PROBLEM DESCRIPTION — From the entries that follow, gather each line holding the word "below".

START MATERIAL SUPPLIED

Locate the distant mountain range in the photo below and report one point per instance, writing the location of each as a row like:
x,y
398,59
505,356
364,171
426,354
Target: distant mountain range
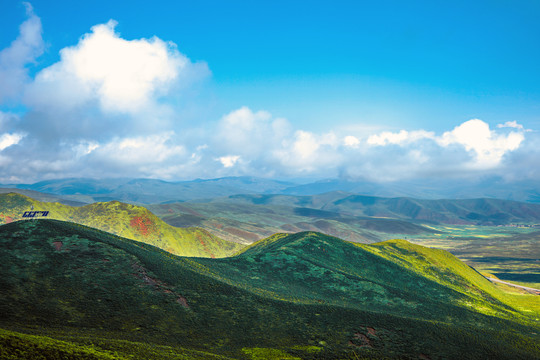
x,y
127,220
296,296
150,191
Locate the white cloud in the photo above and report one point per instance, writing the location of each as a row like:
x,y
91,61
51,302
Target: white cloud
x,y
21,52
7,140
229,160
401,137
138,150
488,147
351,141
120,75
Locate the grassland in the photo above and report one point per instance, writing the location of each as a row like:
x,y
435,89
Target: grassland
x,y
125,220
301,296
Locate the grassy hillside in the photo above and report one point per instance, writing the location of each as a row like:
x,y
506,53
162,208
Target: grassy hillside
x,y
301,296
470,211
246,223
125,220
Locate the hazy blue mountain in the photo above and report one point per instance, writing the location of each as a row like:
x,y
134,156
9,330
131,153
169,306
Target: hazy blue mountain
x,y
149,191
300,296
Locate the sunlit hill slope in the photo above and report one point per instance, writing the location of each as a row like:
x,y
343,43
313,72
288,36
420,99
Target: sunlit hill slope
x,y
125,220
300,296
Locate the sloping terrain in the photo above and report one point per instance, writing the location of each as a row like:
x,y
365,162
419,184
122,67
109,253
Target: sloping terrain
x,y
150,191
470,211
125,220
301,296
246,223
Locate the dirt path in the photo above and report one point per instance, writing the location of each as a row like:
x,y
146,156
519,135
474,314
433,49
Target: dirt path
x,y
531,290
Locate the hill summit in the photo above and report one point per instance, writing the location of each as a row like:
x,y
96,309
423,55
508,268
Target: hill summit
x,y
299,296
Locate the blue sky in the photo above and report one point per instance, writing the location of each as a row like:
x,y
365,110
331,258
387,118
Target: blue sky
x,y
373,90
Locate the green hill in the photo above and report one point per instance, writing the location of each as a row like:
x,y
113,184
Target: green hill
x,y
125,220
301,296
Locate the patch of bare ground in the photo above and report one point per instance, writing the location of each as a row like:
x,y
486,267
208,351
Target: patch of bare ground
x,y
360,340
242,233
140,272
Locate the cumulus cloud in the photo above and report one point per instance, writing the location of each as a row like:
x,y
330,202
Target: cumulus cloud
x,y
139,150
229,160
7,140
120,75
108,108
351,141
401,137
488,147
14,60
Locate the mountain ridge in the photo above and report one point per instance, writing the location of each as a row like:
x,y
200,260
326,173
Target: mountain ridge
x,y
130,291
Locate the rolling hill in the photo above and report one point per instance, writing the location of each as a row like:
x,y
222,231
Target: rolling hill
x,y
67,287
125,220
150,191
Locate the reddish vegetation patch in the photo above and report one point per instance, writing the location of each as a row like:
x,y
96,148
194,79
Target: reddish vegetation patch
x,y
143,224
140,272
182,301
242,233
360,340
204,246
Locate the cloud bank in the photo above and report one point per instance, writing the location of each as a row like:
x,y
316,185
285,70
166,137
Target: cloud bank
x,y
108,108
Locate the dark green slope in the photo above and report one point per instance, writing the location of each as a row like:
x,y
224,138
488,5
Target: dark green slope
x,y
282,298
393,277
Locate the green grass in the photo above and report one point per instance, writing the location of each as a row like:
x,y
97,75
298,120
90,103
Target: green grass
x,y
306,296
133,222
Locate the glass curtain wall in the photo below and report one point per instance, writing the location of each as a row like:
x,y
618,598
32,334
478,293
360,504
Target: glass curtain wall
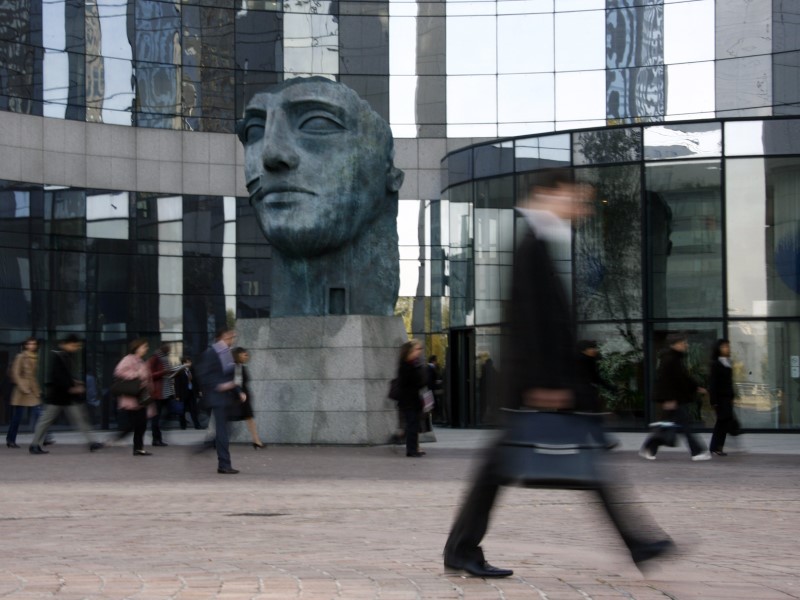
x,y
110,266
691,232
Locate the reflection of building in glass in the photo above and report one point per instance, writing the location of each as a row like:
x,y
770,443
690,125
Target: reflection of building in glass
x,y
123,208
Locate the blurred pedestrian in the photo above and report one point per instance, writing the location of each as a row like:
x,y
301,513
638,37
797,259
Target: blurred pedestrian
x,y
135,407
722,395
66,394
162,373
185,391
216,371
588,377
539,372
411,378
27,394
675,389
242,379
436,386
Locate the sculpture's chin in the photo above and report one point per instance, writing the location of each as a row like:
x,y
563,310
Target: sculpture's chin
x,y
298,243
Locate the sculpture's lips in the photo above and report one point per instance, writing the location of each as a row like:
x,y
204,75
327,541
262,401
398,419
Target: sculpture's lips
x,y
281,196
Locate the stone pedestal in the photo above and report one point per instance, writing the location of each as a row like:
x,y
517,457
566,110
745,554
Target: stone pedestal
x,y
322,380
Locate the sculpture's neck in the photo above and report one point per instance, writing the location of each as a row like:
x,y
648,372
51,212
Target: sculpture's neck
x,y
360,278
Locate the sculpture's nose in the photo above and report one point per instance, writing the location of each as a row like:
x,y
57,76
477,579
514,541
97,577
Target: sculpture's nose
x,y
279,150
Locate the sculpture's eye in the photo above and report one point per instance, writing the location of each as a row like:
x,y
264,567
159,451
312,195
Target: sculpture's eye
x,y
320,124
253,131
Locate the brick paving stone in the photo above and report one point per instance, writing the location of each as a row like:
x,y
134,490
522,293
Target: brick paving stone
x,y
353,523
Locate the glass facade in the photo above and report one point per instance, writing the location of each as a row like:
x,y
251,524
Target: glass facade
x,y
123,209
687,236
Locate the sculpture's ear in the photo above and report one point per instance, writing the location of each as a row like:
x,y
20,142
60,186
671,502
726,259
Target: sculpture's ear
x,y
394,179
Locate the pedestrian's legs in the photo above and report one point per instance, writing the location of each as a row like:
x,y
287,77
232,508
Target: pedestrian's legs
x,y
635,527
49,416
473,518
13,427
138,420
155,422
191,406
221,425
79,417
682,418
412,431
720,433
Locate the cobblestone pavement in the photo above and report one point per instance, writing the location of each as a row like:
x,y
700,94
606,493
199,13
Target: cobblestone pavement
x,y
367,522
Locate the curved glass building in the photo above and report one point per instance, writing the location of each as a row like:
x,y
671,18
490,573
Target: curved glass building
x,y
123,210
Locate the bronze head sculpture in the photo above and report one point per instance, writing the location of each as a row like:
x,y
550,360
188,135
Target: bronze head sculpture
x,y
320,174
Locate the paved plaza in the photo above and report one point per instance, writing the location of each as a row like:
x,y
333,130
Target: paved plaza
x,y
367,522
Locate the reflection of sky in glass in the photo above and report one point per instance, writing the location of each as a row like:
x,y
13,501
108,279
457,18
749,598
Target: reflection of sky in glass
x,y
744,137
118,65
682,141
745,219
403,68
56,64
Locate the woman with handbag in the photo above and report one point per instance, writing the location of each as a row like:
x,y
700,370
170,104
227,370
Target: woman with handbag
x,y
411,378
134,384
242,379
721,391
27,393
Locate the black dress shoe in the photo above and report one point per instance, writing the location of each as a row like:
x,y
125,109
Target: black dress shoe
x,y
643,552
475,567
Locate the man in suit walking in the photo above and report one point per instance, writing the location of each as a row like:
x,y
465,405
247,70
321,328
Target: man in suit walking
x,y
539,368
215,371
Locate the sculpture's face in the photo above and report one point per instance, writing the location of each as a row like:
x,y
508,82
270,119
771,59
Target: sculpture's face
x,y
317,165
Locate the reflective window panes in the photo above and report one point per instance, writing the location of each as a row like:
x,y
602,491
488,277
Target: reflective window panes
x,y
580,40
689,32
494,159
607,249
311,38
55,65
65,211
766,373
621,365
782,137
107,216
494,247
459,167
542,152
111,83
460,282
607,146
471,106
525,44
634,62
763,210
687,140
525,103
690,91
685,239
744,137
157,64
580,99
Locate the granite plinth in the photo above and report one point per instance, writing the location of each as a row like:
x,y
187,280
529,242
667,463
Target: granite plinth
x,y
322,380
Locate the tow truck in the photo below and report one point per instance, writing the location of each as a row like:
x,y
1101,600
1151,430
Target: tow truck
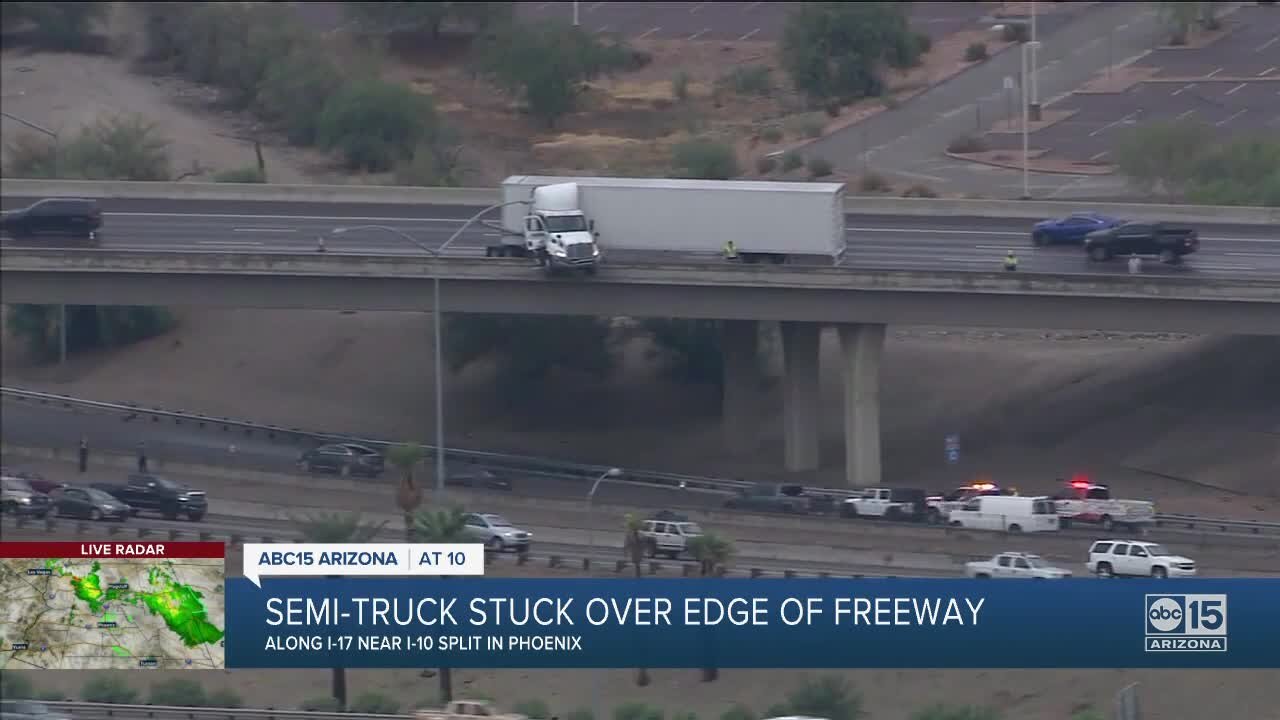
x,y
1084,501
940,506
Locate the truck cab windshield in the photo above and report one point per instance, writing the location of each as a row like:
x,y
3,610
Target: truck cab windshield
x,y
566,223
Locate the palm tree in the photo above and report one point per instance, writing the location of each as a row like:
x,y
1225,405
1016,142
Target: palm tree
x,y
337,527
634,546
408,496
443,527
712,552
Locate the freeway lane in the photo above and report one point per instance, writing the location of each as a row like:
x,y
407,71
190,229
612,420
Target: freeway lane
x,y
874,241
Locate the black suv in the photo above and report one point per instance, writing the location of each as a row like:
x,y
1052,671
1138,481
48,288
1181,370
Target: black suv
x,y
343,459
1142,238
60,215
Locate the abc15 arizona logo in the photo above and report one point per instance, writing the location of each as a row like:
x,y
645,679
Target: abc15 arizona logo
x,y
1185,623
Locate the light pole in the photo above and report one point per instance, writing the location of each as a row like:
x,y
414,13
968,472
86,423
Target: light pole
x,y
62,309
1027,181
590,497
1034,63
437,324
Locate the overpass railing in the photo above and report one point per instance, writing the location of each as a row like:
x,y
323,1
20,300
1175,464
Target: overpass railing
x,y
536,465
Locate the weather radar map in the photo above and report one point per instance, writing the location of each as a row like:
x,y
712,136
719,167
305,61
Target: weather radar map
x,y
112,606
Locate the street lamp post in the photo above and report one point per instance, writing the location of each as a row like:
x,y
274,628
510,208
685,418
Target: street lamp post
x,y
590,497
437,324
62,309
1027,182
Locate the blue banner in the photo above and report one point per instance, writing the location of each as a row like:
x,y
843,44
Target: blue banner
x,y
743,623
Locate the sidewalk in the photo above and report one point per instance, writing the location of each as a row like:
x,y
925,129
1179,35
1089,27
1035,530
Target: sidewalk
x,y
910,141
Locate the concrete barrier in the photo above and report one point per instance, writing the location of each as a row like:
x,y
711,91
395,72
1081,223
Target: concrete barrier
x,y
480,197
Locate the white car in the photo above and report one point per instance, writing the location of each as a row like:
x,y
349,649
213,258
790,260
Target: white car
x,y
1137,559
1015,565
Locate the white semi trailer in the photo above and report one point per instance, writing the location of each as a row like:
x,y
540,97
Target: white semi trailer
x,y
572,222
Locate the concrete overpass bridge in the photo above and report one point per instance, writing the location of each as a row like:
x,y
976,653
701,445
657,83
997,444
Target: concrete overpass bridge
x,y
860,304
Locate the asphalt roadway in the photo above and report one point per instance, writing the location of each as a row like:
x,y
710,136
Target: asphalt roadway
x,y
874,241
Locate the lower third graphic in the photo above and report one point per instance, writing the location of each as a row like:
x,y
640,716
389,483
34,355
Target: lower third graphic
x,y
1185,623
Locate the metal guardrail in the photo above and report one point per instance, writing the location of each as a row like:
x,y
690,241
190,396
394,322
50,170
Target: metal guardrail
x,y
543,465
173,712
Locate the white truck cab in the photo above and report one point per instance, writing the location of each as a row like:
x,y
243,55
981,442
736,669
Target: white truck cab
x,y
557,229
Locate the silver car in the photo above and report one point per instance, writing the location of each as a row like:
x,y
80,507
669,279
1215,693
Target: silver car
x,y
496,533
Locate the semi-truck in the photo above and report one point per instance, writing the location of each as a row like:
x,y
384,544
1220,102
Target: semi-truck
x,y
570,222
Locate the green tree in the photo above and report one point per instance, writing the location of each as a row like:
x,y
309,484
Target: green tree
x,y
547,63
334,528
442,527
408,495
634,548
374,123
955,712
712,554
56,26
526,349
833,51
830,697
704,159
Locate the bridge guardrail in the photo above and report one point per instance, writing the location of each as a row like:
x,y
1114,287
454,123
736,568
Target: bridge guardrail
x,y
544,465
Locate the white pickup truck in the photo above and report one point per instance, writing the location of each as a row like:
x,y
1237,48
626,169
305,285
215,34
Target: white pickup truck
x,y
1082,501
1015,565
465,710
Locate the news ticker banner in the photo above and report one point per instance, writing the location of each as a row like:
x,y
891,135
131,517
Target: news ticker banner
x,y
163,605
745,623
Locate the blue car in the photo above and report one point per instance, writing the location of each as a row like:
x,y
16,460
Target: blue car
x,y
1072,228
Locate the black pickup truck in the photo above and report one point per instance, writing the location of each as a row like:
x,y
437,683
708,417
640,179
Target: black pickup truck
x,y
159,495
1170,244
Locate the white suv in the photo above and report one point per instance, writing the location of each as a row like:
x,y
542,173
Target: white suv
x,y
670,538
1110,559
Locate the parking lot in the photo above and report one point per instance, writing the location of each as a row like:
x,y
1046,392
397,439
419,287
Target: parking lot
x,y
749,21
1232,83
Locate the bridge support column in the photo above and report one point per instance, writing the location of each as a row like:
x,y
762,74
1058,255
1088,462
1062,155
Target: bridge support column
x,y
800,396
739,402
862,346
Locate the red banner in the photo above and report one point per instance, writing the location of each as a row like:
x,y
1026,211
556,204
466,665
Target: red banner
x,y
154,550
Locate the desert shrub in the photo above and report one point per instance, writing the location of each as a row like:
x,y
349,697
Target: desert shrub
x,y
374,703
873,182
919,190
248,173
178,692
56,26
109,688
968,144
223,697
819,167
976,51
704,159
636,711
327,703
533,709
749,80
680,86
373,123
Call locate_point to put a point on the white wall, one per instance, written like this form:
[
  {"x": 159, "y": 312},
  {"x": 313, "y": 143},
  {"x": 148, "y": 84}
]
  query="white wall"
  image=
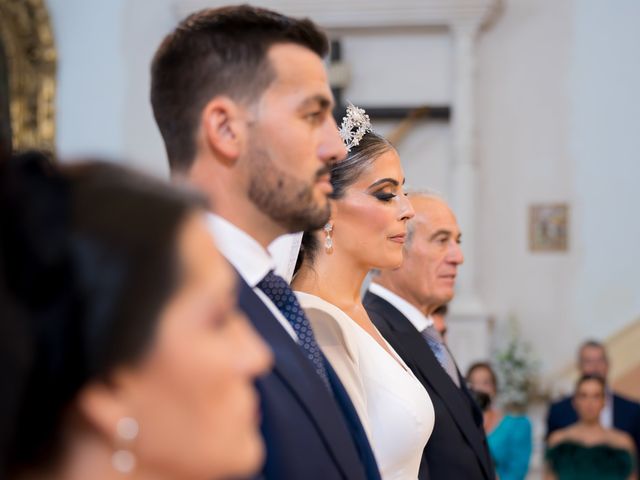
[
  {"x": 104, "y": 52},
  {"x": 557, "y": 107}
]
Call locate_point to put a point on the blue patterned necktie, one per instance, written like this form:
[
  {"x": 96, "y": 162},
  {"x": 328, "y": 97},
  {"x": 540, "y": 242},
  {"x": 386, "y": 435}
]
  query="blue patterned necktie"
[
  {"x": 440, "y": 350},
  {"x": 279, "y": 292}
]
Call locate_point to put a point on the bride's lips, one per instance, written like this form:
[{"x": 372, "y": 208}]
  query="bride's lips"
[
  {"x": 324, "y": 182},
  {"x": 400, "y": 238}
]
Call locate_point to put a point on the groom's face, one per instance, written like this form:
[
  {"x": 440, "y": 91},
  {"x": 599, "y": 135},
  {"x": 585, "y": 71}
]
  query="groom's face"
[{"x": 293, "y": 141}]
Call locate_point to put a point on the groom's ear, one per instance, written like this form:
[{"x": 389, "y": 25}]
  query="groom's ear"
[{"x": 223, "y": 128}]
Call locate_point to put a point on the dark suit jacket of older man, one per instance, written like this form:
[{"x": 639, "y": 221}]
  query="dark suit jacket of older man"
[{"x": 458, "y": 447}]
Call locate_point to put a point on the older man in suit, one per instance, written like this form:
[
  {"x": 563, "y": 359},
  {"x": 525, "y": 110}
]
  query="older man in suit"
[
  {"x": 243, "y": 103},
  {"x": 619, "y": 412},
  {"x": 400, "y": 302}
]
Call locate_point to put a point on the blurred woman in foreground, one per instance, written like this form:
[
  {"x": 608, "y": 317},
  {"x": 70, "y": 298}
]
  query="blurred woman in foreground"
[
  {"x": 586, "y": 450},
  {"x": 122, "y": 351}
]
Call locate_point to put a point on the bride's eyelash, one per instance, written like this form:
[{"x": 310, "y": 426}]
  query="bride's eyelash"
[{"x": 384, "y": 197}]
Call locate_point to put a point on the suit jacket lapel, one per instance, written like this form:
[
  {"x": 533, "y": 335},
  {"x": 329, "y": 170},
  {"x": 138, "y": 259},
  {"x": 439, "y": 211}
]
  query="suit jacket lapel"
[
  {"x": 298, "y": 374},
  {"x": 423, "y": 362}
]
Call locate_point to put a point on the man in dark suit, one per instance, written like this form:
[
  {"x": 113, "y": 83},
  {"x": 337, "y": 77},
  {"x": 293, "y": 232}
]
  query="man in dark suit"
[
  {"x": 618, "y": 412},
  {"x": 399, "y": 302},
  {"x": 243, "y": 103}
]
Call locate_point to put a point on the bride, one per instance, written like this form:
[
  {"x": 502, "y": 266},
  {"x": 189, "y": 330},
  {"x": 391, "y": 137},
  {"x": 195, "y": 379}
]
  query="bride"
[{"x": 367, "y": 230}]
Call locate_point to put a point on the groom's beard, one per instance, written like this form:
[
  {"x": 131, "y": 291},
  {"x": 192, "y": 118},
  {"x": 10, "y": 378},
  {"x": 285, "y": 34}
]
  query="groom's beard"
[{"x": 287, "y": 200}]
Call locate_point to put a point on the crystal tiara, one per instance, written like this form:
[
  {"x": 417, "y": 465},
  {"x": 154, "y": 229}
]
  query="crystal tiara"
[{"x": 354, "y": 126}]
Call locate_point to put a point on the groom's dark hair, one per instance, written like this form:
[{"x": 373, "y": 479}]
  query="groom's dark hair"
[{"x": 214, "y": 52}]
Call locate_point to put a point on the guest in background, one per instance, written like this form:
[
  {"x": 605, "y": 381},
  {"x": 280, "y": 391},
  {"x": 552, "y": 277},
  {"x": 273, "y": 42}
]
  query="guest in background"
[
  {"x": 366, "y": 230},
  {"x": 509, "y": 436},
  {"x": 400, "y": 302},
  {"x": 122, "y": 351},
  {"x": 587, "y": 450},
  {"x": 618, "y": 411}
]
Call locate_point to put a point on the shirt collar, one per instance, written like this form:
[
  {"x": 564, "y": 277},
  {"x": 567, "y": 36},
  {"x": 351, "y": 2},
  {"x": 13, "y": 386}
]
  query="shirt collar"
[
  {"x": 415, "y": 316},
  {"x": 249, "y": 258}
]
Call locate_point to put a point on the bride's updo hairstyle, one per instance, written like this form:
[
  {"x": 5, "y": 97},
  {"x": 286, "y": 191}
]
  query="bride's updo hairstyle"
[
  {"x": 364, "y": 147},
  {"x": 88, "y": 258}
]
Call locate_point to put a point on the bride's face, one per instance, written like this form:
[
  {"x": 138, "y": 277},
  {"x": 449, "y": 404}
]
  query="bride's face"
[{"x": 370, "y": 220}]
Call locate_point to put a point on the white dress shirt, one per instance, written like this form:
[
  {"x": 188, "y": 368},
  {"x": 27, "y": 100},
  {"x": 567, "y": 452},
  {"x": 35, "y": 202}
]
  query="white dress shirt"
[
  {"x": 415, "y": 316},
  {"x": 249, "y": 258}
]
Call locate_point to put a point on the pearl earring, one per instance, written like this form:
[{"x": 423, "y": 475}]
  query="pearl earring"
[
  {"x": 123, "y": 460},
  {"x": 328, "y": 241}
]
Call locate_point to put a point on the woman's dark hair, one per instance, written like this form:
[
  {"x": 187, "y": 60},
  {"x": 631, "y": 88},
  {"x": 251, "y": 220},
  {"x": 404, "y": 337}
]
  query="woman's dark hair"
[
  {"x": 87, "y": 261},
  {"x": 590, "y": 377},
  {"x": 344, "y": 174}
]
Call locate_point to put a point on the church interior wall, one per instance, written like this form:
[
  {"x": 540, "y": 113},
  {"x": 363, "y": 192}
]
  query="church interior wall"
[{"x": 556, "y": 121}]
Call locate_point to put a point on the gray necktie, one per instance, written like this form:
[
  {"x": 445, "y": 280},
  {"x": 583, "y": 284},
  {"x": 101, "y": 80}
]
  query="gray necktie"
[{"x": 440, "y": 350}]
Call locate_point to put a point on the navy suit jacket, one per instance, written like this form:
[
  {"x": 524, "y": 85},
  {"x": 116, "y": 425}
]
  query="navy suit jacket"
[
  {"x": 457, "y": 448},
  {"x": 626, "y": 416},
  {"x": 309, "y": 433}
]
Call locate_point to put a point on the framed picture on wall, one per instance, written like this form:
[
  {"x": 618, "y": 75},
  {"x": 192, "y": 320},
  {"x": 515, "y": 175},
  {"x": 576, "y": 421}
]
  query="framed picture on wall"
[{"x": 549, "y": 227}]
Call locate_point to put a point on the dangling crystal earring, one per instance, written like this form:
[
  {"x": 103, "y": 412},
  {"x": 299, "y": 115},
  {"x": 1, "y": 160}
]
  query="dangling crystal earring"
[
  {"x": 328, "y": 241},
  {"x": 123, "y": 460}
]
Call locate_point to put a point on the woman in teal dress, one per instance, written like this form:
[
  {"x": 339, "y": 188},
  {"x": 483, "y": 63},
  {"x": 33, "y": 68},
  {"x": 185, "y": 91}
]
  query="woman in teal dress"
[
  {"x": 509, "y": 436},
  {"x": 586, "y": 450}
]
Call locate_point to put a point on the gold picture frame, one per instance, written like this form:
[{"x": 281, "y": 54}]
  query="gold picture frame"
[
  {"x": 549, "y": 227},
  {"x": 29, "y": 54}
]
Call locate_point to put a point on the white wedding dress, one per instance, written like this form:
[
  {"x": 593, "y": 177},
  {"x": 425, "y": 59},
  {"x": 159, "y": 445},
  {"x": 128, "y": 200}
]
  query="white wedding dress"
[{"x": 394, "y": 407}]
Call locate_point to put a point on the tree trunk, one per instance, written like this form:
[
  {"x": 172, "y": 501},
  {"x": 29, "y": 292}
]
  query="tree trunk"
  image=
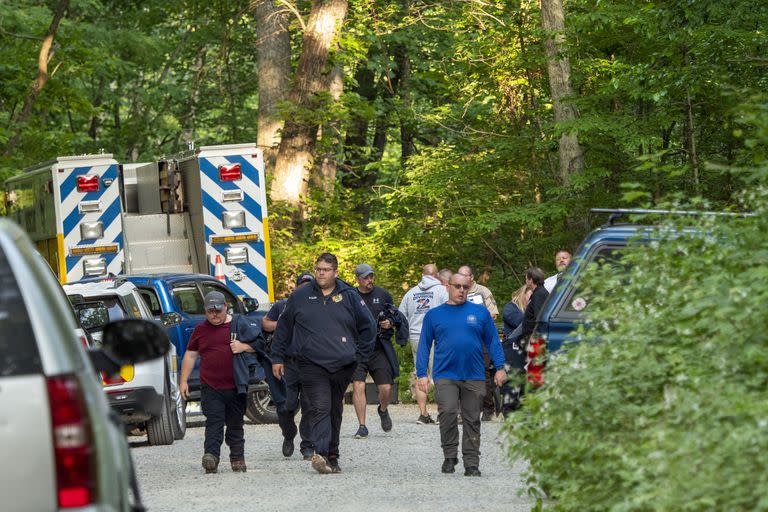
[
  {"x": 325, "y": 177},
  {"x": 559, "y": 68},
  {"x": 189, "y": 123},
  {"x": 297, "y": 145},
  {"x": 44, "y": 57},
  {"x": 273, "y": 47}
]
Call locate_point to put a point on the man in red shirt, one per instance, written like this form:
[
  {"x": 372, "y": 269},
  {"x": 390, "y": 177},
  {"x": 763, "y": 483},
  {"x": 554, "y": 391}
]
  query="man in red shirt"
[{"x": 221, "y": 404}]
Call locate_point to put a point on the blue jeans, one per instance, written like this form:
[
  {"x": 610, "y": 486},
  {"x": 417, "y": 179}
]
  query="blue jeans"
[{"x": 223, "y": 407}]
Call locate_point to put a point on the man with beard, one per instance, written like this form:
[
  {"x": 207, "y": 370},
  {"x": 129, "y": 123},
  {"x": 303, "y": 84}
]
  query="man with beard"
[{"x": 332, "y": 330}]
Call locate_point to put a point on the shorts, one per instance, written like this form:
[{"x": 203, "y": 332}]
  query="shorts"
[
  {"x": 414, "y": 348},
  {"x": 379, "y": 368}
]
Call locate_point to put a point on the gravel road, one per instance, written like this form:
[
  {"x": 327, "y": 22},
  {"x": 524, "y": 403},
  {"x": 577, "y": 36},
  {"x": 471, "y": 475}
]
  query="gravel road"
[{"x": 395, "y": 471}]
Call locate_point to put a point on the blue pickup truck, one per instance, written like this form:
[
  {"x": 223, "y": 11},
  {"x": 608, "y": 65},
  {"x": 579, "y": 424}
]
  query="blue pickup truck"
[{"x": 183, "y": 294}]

END MATERIAL SUPPLIED

SOLVED EXERCISE —
Locate the distant mountain range in the photo below and report one point per instance, writing the location of each as a row like:
Locate the glass curtain wall in the photo below and report one point per instance, writing the location of each as a row like:
Locate the tow truck in the photo below and report one point per instance, writing the location of each as a row like:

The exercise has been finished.